## begin
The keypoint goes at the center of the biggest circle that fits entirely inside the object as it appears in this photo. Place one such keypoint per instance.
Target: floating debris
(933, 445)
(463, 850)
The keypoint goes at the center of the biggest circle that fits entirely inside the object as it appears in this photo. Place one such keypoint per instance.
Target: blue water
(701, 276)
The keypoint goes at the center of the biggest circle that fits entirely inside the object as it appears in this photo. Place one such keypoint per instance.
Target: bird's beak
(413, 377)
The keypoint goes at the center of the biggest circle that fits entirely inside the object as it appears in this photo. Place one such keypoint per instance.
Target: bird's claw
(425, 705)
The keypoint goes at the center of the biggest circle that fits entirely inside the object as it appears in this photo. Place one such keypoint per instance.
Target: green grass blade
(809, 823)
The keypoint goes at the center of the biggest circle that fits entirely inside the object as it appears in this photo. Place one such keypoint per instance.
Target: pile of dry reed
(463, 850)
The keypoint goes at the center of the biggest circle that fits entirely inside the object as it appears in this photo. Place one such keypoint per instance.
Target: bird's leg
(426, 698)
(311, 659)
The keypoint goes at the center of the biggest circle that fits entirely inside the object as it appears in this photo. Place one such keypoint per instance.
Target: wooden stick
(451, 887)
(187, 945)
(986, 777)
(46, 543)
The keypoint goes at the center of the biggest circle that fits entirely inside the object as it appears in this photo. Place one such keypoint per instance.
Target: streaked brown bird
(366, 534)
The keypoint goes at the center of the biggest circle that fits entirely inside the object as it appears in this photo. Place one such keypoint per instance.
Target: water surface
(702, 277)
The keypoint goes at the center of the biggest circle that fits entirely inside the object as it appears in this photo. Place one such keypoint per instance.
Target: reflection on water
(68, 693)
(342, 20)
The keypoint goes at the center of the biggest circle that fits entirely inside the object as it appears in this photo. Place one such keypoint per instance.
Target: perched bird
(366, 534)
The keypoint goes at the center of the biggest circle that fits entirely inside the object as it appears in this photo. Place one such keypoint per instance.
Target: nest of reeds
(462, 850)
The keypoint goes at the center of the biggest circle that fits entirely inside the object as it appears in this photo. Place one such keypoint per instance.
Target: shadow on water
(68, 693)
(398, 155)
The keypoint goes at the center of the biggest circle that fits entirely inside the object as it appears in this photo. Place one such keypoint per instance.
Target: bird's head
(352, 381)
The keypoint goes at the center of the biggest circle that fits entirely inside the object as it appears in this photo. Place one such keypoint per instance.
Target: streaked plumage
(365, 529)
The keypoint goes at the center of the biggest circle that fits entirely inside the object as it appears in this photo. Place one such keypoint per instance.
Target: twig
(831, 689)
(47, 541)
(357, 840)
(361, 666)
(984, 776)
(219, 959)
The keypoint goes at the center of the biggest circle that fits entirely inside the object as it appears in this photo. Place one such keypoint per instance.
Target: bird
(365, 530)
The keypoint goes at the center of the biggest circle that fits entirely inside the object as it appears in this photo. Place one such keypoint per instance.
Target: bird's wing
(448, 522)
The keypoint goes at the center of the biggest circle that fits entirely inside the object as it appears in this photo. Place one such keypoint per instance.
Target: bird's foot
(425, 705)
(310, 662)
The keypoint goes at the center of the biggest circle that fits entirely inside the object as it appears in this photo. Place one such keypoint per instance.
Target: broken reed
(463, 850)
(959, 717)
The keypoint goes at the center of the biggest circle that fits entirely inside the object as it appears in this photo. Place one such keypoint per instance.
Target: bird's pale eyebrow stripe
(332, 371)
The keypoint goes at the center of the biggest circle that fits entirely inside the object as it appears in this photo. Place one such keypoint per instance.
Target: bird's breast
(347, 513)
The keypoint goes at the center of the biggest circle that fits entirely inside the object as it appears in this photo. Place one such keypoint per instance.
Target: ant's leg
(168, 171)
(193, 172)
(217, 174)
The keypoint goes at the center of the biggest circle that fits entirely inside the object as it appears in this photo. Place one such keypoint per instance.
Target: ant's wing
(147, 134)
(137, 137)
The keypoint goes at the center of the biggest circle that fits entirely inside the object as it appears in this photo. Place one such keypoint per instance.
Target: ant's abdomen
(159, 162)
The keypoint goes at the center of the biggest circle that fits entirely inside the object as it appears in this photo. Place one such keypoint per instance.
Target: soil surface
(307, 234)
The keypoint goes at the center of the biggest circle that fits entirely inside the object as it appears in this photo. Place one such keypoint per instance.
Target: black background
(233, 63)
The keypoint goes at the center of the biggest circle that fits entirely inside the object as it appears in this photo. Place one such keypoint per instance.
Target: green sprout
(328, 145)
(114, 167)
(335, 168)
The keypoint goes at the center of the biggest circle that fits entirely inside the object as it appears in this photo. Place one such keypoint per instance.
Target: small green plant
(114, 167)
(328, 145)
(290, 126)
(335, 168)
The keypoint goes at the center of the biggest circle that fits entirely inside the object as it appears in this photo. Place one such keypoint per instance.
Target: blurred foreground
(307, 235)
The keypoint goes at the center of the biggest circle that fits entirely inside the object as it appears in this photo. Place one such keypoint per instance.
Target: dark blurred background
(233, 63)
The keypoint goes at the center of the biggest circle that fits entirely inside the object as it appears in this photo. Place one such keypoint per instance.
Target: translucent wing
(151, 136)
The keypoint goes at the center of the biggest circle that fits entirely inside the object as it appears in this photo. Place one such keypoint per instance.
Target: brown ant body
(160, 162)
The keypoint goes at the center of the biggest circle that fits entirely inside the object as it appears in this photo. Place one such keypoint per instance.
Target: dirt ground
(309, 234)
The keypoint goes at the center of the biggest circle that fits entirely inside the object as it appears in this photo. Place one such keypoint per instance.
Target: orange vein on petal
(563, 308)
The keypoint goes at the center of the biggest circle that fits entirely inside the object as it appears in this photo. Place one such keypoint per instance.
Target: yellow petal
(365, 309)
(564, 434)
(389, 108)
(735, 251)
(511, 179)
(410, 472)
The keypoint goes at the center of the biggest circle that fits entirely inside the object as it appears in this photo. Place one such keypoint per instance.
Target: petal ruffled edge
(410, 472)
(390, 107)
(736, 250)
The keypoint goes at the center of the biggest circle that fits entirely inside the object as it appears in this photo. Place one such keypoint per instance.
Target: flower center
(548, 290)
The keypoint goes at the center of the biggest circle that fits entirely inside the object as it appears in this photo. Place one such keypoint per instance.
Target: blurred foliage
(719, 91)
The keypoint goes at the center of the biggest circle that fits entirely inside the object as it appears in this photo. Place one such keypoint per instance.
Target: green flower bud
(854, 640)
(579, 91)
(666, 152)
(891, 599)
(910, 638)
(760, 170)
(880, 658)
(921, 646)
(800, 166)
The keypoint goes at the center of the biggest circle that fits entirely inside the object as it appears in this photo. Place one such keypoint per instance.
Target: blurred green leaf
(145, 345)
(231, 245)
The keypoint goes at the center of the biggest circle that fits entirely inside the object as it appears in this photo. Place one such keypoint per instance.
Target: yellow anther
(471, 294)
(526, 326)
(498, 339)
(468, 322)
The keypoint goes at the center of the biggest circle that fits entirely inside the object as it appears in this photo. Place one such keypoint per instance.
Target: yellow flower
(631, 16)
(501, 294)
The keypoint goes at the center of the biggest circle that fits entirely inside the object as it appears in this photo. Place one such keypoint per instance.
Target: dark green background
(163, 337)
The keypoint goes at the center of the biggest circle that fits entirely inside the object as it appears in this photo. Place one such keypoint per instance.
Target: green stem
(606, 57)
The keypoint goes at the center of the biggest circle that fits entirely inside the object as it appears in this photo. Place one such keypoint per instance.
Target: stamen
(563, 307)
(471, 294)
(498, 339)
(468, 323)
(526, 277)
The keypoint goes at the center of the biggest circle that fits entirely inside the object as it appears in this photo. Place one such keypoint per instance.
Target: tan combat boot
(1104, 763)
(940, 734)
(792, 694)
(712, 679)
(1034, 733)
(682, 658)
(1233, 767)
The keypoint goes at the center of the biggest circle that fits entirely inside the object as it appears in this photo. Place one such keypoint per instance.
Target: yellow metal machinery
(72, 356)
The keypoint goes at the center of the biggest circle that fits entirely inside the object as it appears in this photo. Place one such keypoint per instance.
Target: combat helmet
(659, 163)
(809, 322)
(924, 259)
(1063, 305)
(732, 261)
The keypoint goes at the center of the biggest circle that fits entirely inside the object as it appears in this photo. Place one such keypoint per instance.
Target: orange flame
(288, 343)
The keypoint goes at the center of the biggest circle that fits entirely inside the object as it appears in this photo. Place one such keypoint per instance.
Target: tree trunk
## end
**Work to complete**
Count the lines in the data above that contain the string "yellow", treating uppercase and lowercase letters as distinct. Reply with the number alone.

**Problem solution**
4